------ QUOTED PASSAGE
Supporters of the idea say that if Musk’s target of $2 trillion in spending cuts is achieved by next year, about one-fifth, or 20 percent, of those funds could be distributed to taxpaying households in checks of about $5,000.

Musk Supports It

“I talked to the president and he is supportive of [the checks]” Musk told the Conservative Political Action Conference (CPAC) on Thursday. “It sounds like that is something we are going to do.”

Musk said the money that could be sent to Americans would be “taken away from things that are destructive to this country and from organizations who hate you.”

“It’s glorious. The spoils of battle,” he said.

Earlier in the week, Musk re-posted a comment on X by investor James Fishback that DOGE and the administration should come up with “a ‘Doge dividend’—a tax refund check sent to every taxpayer, funded exclusively with a portion of the total savings delivered by DOGE.”
------------
------ DATA RECORDS
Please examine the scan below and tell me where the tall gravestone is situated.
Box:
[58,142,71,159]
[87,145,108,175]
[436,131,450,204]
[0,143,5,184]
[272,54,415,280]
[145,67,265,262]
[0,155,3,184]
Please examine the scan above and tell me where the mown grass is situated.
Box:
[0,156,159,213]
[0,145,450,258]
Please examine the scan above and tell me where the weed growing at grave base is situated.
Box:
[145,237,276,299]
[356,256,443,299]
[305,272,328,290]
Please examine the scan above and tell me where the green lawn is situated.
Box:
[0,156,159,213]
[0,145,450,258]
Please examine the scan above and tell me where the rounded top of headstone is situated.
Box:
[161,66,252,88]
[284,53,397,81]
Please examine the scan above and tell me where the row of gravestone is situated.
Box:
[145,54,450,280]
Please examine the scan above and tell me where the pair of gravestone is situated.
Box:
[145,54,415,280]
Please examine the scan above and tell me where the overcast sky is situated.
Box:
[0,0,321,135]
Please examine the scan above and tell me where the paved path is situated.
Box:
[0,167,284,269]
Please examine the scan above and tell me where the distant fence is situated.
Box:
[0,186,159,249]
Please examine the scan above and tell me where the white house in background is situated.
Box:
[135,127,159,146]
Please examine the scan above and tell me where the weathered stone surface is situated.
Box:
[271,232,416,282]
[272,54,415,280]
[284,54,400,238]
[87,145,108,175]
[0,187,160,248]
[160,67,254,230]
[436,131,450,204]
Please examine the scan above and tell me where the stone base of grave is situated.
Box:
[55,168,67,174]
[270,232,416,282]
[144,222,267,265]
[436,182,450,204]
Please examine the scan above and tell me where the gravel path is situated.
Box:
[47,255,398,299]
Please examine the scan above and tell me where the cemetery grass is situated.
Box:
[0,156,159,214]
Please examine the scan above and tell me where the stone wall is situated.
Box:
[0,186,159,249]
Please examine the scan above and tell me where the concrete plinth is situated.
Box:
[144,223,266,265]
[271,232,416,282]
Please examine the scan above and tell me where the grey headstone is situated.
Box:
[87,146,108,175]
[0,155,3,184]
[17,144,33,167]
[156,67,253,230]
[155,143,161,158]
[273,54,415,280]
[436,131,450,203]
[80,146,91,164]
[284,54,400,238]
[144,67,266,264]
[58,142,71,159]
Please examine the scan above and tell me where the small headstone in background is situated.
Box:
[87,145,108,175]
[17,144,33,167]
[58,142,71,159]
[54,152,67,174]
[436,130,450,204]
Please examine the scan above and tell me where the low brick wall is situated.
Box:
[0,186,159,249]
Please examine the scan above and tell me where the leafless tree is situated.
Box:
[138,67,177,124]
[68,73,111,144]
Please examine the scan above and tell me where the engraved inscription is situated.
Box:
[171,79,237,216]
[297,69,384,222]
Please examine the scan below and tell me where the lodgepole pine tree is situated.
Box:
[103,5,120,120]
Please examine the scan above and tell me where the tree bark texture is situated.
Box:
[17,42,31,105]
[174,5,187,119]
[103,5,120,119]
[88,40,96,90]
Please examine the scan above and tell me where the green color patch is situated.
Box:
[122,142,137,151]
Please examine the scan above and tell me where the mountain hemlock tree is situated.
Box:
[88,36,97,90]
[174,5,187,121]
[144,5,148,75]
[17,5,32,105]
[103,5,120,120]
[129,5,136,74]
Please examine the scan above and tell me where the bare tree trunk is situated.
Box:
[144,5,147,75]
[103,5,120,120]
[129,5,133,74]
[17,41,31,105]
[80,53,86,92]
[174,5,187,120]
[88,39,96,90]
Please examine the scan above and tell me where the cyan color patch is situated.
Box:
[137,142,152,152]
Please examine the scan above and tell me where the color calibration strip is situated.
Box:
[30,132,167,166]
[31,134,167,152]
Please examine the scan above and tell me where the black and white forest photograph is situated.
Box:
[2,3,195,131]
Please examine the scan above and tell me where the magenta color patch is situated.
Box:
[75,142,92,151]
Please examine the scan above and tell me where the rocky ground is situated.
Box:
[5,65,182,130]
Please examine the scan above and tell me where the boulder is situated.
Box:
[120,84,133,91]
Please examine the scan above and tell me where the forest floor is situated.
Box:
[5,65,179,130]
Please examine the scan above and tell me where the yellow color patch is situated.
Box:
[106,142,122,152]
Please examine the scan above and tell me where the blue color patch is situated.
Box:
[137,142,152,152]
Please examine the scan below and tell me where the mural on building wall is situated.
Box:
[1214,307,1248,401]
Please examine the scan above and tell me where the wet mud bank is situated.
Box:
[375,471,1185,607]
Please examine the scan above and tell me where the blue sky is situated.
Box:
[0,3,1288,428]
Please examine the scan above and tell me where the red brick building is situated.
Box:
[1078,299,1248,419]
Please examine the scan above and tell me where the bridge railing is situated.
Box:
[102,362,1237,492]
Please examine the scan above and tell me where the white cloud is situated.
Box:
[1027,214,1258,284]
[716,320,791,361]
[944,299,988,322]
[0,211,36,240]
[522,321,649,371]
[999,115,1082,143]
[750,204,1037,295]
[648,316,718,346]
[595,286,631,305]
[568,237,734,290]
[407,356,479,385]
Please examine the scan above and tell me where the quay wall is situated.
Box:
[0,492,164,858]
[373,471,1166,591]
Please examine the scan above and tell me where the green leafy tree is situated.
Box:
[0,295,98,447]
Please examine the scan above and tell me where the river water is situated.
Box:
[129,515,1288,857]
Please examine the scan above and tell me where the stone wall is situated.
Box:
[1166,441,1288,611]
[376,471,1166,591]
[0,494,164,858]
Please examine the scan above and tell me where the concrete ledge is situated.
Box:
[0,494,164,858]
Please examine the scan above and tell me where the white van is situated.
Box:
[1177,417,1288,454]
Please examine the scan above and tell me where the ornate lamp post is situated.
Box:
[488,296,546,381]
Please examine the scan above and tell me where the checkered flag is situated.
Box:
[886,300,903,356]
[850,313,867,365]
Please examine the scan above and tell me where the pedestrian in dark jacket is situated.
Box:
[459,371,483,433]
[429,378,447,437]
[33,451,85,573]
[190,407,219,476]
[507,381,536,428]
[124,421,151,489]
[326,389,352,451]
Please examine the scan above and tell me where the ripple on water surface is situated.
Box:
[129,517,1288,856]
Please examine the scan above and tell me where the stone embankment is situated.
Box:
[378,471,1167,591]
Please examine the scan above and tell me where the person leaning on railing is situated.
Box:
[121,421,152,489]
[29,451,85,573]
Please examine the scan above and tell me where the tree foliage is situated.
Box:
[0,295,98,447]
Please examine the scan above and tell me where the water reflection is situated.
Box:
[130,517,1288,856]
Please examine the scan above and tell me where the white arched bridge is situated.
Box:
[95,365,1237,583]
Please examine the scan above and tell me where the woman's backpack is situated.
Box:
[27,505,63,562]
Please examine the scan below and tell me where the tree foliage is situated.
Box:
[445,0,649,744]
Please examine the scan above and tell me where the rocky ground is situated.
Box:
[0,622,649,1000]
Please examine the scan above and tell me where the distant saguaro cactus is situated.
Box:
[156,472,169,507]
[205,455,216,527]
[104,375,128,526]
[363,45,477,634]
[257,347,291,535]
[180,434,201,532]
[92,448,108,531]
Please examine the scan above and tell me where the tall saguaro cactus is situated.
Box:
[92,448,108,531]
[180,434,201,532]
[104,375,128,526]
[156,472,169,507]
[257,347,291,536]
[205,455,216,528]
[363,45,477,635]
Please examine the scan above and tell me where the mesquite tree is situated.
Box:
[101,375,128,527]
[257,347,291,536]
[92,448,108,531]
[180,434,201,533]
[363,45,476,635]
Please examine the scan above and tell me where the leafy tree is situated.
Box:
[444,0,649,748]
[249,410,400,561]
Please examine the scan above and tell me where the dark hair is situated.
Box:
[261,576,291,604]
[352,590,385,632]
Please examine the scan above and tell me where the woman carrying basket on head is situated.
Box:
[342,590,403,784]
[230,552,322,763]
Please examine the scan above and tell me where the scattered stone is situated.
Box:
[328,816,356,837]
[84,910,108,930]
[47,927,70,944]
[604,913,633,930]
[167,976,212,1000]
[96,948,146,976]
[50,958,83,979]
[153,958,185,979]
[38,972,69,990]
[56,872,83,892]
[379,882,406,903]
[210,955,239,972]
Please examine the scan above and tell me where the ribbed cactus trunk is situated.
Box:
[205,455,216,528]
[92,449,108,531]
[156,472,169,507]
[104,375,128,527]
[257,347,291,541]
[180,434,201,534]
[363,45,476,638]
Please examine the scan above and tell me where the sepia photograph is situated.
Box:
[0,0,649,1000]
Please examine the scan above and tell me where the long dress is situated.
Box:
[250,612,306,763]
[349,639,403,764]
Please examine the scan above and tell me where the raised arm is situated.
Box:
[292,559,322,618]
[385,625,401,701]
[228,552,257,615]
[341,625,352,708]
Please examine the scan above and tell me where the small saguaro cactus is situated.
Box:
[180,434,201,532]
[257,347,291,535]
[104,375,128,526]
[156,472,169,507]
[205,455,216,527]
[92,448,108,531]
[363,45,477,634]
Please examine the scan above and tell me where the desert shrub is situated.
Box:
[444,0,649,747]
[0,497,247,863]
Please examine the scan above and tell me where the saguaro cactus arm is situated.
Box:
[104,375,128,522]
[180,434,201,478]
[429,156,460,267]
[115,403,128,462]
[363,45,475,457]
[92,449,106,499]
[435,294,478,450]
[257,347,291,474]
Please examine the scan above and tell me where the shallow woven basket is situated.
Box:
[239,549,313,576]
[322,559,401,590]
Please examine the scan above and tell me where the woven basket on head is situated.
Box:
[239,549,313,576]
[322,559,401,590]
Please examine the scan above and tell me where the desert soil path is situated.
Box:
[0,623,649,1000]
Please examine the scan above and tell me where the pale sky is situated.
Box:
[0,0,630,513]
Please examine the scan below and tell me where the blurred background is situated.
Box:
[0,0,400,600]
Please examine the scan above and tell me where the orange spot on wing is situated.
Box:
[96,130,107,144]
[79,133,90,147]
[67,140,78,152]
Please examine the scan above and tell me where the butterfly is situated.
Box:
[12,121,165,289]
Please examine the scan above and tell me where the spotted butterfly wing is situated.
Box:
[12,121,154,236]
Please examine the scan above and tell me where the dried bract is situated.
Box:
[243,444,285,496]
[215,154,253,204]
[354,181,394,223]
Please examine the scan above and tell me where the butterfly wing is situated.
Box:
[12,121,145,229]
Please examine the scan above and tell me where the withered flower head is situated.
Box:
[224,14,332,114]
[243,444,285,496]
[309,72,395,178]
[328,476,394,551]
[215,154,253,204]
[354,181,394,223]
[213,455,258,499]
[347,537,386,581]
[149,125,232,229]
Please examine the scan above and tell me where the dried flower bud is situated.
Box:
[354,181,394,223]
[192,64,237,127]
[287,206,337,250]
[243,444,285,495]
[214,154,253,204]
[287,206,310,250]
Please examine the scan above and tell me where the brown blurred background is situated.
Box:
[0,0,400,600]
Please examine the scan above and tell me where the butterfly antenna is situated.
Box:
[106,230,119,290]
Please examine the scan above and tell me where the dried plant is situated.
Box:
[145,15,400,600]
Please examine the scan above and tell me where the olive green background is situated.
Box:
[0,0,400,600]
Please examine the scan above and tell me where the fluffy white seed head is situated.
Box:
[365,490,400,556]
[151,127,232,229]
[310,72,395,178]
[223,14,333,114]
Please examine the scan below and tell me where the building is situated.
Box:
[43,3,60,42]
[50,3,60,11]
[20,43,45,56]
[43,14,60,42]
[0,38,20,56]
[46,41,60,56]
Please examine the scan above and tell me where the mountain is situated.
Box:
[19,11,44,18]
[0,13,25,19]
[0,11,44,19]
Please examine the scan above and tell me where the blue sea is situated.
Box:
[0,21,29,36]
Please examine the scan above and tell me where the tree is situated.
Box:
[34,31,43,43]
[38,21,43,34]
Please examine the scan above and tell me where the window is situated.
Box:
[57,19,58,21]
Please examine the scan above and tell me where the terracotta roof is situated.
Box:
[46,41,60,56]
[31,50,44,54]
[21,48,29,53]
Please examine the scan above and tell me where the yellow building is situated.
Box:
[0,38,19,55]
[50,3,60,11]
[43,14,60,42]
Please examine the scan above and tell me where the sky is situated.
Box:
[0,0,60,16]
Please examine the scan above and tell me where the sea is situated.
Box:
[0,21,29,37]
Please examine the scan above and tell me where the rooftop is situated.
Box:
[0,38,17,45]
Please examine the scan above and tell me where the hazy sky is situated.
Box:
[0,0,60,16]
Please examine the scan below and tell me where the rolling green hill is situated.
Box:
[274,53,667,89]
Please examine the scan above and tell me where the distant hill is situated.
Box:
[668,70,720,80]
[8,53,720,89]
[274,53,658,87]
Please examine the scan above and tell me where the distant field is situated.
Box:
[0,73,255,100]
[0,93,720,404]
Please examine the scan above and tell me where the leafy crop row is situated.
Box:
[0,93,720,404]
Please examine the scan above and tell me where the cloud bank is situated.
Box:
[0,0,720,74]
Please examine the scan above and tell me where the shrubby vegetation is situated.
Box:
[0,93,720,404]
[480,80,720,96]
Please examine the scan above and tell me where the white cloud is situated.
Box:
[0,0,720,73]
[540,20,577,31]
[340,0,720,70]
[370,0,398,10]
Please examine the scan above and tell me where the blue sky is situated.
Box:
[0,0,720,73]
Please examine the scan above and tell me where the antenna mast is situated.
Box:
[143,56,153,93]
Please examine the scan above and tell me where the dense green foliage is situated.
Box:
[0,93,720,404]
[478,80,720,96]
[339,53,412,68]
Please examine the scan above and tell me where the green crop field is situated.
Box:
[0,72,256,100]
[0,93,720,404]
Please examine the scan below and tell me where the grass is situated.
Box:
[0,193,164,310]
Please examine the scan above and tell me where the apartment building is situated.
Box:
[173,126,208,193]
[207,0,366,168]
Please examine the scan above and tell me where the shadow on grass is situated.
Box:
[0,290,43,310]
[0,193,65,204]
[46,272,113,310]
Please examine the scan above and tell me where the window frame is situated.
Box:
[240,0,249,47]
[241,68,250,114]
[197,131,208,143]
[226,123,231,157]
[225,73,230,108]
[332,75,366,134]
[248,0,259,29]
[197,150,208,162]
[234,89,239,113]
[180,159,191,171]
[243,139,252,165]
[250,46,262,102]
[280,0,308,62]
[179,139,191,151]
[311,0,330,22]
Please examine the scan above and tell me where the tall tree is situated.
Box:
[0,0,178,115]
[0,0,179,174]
------------
* WORK TO COMPLETE:
• A. Duplicate the part of the text on Musk and the proposed checks between "Supporters of the" and "of about $5,000.", inclusive.
• B. In the records, rewrite the lines between the ones holding "Please examine the scan above and tell me where the rooftop" and "[370,0,398,10]", inclusive, changing "distant" to "faraway" and leaving everything else unchanged. Return only those lines.

* TASK RESULTS:
• A.
Supporters of the idea say that if Musk’s target of $2 trillion in spending cuts is achieved by next year, about one-fifth, or 20 percent, of those funds could be distributed to taxpaying households in checks of about $5,000.

• B.
Please examine the scan above and tell me where the rooftop is situated.
Box:
[0,38,17,45]
Please examine the scan above and tell me where the hazy sky is situated.
Box:
[0,0,60,16]
Please examine the scan below and tell me where the rolling green hill is situated.
Box:
[274,53,667,89]
Please examine the scan above and tell me where the faraway hill is situated.
Box:
[668,70,720,80]
[8,53,720,89]
[274,53,658,87]
Please examine the scan above and tell me where the faraway field is situated.
Box:
[0,73,255,100]
[0,93,720,404]
Please examine the scan above and tell me where the leafy crop row is situated.
Box:
[0,93,720,404]
Please examine the scan above and tell me where the cloud bank is situated.
Box:
[0,0,720,74]
Please examine the scan above and tell me where the shrubby vegetation is situated.
Box:
[0,93,720,404]
[480,80,720,96]
Please examine the scan above and tell me where the white cloud is situated.
Box:
[0,0,720,73]
[540,20,577,31]
[340,0,720,70]
[370,0,398,10]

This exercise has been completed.